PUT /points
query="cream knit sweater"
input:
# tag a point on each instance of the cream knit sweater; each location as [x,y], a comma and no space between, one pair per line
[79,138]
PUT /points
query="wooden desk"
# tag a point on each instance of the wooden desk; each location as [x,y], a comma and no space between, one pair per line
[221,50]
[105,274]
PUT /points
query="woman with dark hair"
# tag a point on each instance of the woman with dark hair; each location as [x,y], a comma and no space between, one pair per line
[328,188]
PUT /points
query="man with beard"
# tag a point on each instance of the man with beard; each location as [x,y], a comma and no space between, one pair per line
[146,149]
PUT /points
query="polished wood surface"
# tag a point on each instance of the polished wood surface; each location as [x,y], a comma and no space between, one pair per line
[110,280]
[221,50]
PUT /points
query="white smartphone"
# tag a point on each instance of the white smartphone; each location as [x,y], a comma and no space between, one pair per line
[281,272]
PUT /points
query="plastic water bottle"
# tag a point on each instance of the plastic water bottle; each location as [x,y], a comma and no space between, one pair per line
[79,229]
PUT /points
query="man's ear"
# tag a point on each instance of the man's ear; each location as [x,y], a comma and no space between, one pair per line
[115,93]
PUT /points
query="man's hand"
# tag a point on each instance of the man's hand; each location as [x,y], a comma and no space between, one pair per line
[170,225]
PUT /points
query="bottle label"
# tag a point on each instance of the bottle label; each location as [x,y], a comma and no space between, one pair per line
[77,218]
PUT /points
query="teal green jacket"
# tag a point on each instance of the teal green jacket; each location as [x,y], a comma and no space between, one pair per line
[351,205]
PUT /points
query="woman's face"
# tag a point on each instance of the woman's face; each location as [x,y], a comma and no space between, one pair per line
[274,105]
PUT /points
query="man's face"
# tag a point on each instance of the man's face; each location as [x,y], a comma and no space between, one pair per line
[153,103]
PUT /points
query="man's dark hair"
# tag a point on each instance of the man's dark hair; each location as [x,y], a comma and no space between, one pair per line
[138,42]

----

Goal of the exercise => Reproduce each line above exactly.

Answer to this problem =>
PUT /points
query="cream knit sweater"
input:
# tag a point on each instance of the cream knit sweater; each location as [x,y], a comma and no space between, one pair per line
[79,138]
PUT /points
query="wooden desk"
# tag a point on each instance of the wooden desk; each location as [x,y], a comma and no space between, one pair per line
[221,50]
[105,274]
PUT /points
query="woman with dark hair"
# tag a point on each instance of the woman with dark hair; each location as [x,y], a comma and no space between, one pair per line
[328,188]
PUT /points
query="man with beard"
# tag a point on each instance of the man with beard; each location as [x,y], a comma and no space between, one pair per line
[146,149]
PUT /points
query="polished wood surface"
# tag a point on each instance of the polished wood surface; each location as [x,y], a comma and no space between, one pair per line
[110,280]
[221,50]
PUT /points
query="white smartphone"
# tag a point on each instance of the white smartphone; each location as [x,y], a comma and no space between, one pair per line
[281,272]
PUT /points
query="plastic water bottle"
# tag a point on each instance of the plastic water bottle; each location as [x,y], a comma and no space between, one pair per line
[79,229]
PUT /points
query="man's ear"
# tag a point on each instance of the man's ear; each location as [x,y], a comma and no space between, one pair per line
[115,93]
PUT /points
query="man's hand"
# tag a point on each instance of the man's hand; each location as [x,y], a comma and no space between, one pair per line
[170,225]
PUT /points
query="bottle label"
# tag a point on each instance of the bottle label; each location as [x,y], a comma and no space between, one pair per line
[77,218]
PUT /points
query="teal green jacket"
# tag a point on each instance of the teal green jacket; each location as [x,y], a comma and no space between, one pair per line
[351,205]
PUT /points
query="woman's face"
# tag a point on each instance of the woman's face; each location as [x,y], a comma and no space between, one pair per line
[274,105]
PUT /points
query="man's face"
# tag a point on each instance of the man's face; each location as [x,y], a comma and no space between, one pair per line
[153,103]
PUT /points
query="man's dark hair"
# tag a point on each instance of the man's dark hair; each location as [x,y], a comma and no space between, one pair per line
[138,42]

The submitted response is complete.